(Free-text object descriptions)
- Opening Delimiter -

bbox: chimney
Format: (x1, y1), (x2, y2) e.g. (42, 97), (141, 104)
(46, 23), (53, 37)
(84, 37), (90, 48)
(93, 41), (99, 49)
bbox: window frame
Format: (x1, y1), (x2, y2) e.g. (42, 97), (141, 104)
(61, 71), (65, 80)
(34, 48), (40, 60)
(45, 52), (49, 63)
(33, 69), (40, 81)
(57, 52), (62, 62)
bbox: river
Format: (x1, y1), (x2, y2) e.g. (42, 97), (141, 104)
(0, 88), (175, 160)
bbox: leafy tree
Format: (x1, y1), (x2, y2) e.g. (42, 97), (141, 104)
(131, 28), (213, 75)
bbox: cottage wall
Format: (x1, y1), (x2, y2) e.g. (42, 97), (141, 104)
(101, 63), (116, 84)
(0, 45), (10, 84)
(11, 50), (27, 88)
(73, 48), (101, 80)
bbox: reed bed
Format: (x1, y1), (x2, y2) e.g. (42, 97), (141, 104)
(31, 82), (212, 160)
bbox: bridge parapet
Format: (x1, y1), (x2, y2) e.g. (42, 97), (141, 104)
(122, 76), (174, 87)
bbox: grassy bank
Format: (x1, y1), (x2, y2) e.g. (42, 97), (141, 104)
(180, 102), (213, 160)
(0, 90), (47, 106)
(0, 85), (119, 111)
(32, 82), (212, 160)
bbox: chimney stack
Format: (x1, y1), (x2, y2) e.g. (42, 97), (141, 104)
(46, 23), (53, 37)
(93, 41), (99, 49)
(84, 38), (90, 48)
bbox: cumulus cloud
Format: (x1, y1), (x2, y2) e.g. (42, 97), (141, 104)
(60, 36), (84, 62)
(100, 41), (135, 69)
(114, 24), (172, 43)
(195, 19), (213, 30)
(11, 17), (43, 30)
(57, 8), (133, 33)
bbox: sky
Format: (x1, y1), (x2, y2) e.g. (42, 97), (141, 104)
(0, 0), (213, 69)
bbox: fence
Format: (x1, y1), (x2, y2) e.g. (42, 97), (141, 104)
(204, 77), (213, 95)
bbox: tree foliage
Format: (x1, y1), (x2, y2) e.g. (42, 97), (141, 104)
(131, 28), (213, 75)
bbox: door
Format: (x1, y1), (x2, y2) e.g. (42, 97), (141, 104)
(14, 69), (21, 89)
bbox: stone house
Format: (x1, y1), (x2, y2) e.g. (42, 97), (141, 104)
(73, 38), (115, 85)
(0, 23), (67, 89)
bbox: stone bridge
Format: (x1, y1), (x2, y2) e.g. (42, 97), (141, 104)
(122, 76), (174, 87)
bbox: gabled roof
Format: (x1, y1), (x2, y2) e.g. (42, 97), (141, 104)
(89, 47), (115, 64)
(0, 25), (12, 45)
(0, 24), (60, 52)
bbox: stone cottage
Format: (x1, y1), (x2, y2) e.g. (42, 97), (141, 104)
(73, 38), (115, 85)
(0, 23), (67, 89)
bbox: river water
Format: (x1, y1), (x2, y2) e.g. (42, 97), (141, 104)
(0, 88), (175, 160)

- Closing Delimiter -

Exercise requirements:
State only how many lines above contain "bridge".

Problem solution:
2